**Aim**
Please rewrite the part of these lines that opens with the line containing "[outline] reflection on water" and runs through the end, replacing "top-left corner" with "upper-left corner" and leaving everything else unchanged.

^^^^^^^^

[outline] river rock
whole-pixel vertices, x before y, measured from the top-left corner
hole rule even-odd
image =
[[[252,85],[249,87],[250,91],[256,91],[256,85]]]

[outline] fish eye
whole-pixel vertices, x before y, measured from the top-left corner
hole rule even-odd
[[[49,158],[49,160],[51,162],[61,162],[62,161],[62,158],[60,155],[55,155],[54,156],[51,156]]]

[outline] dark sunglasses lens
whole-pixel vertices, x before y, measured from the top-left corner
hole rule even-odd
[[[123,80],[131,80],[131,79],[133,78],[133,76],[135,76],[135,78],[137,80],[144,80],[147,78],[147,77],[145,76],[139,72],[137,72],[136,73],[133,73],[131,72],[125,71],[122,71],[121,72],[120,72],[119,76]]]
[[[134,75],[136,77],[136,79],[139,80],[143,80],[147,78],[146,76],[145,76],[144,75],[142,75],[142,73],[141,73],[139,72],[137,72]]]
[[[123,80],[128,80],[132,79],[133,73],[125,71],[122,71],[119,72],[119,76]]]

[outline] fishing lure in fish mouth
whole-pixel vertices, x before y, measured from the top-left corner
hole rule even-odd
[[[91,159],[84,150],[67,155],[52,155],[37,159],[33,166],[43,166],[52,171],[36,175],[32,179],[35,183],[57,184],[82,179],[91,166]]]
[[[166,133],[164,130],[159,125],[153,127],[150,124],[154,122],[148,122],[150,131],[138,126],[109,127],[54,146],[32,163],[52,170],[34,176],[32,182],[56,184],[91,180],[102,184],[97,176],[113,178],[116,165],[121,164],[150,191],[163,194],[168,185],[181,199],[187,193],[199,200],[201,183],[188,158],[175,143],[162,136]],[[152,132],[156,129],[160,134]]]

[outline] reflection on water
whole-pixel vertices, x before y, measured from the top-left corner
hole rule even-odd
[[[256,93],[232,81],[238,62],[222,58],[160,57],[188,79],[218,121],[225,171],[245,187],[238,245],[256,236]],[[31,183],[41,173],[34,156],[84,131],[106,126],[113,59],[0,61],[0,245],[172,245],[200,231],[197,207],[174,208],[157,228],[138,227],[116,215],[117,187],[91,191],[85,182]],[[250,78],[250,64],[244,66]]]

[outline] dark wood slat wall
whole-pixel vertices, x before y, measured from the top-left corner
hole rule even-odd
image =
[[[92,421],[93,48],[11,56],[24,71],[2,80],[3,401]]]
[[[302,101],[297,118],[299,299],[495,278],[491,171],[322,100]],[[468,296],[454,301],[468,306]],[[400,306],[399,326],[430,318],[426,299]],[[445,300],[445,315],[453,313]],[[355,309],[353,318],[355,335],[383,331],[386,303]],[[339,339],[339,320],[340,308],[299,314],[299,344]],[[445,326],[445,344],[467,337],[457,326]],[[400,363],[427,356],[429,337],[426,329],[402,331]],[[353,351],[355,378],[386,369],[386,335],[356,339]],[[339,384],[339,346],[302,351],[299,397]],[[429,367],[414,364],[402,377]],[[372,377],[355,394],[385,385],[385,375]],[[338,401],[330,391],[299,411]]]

^^^^^^^^

**Answer to the exercise**
[outline] reflection on water
whole-pixel vertices, x before y, measured from the upper-left corner
hole rule even-odd
[[[256,93],[232,81],[238,62],[222,58],[160,57],[188,79],[218,121],[225,171],[245,187],[238,245],[256,236]],[[31,183],[41,173],[34,156],[84,131],[106,126],[113,59],[0,61],[0,245],[172,245],[200,231],[197,207],[174,208],[157,228],[138,227],[116,215],[117,187],[91,191],[85,182]],[[250,78],[250,64],[244,66]]]

[outline] dark wood slat wall
whole-pixel vertices, x before y, measured from the upper-left corner
hole rule even-odd
image =
[[[92,421],[93,48],[11,56],[24,71],[2,80],[3,401]]]
[[[302,101],[297,118],[299,299],[495,278],[491,171],[322,100]],[[468,296],[454,301],[468,306]],[[400,306],[399,326],[430,318],[426,299]],[[445,300],[445,315],[453,313]],[[355,309],[353,318],[355,335],[383,331],[386,303]],[[339,339],[339,320],[340,308],[299,314],[299,344]],[[445,326],[445,344],[467,337],[457,326]],[[400,363],[427,356],[429,337],[426,329],[402,331]],[[353,351],[355,378],[386,369],[386,335],[356,339]],[[339,384],[339,346],[302,351],[299,397]],[[429,367],[414,364],[402,377]],[[372,377],[355,394],[385,385],[385,375]],[[338,401],[330,391],[299,411]]]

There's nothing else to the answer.